YOUR TASKS
(a) Answer these questions from the passage on miR-1275 and JAZF1, each on its own line:
(i) How many GC cell lines gave the in vitro results?
(ii) Which target does miR-1275 act on directly?
(iii) High JAZF1 protein expression went with what levels of vimentin and E-cadherin?
(b) In the passage on miR-1275 and JAZF1, which miRNAs does it name from previous evidence as playing crucial roles in GC? List them all.
(c) Write what comes next in the passage on miR-1275 and JAZF1, picking up after its final sentence.

EXTRACT
====================

Previous evidence has indicated that miRNAs play crucial roles in GC, including miR-17 [25], miR-100 [26], miR-125b [27], miR-133b [28] and miR-145 [29],and miRNAs are novel candidates in the promotion GC metastasis with definite molecular mechanisms that require further exploration. In this study, data from both in vitro GC cell tests and the analysis of tissue from GC patients indicate that miR-1275 inhibited GC metastasis. Our in vitro results from 2 GC cell lines demonstrate that miR-1275 directly targeted JAZF1 to inhibit metastasis both in vitro and in vivo in GC cells and that vimentin and E-cadherin were direct targets of JAZF1. Our results also showed that high levels of JAZF1 protein expression were associated with high vimentin and low E-cadherin protein expression in GC specimens. Therefore, the miR-1275-JAZF1-vimentin/E-cadherin axis, in which miR-1275 inhibits vimentin and increases E-cadherin expression by targeting JAZF1, is a likely contributor to the development of GC.

====================

DATA SEGMENT
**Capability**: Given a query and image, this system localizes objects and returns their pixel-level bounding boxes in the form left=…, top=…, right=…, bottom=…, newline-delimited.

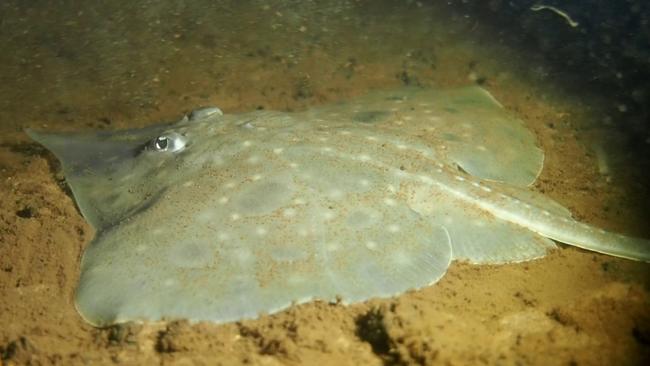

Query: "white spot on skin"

====================

RESULTS FOR EACH TASK
(a)
(i) 2
(ii) JAZF1
(iii) High vimentin and low E-cadherin

(b) miR-17, miR-100, miR-125b, miR-133b, miR-145

(c)
miR-1275 is an intergenic miRNA encoded by chromosome 6. It was suggested that miR-1275 acts as a tumour suppressor in several types of cancers [30,31,32,33], and miR-1275 overexpression has been reported to inhibit malignant cell behaviours and proliferation in hepatocellular carcinoma simultaneously by regulating oncogenic insulin-like growth factor-2 [30,31,32]. Although miR-1275 has been identified to be associated with GC, the mechanism of miR-1275 in gastric tumorigenesis needs to be investigated.

Several studies have demonstrated that JAZF1 is related to a diversity of diseases, including diabetes, cardiac disease, prostate cancer and endometrial stromal sarcoma [22, 34,35,36]. JAZF1 as a transcriptional repressor of TR4, previous studies focused on JAZF1 function in gluconeogenesis regulation and diabetes [17, 36, 37]. Additionally, JAZF1 functions in malignancies, especially endometrial stromal tumours and prostate cancer [22,23,24]. Rearrangement of JAZF1-SUZ12 in endometrial stromal tumours exacerbates cancer by repressing the PRC2 complex to inhibit histone methyltransferase [22]. Here, we demonstrate the novel miRNA-mediated downregulation of JAZF1.

In our study, miR-1275 expression was found frequently decreased in GC tumour tissues, suggesting that miR-1275 might play an inhibitory role in the GC developing process. Importantly, immunohistochemistry showed that low miR-1275expression was negatively correlated with the Borrmann type, lymph node metastasis, and OS of GC in our cohort of120 patients. In addition, miR-1275 was identified as a independent factor of poor prognosis of GC by Cox proportional hazard regression analysis. Low miR-1275 expression may be used for GC early detection and more accurate prognosis.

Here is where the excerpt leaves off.